__PROBLEM DETAILS__
Rewrite the listing as a numbered list, from the line containing "the horse's neck." through the end of the listing, inclusive. Leave out any blank lines.

__DATA IN THIS EXERCISE__
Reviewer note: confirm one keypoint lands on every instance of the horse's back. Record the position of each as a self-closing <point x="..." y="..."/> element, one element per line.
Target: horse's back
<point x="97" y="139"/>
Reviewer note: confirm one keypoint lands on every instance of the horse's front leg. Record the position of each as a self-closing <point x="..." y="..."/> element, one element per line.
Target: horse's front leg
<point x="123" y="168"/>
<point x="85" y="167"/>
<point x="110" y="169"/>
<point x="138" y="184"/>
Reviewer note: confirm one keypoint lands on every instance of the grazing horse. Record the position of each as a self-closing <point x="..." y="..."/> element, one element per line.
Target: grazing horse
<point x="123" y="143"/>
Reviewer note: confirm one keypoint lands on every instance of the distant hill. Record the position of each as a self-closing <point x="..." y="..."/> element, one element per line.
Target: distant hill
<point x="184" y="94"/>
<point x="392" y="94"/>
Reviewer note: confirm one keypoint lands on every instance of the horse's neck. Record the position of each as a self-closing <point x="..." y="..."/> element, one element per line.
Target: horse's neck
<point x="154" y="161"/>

__SOLUTION TO THIS PROBLEM__
1. Reviewer note: confirm one keypoint lands on every instance of the horse's neck. Record the position of each as a self-closing <point x="..." y="..."/> element, one element per line.
2. Target: horse's neck
3. <point x="154" y="161"/>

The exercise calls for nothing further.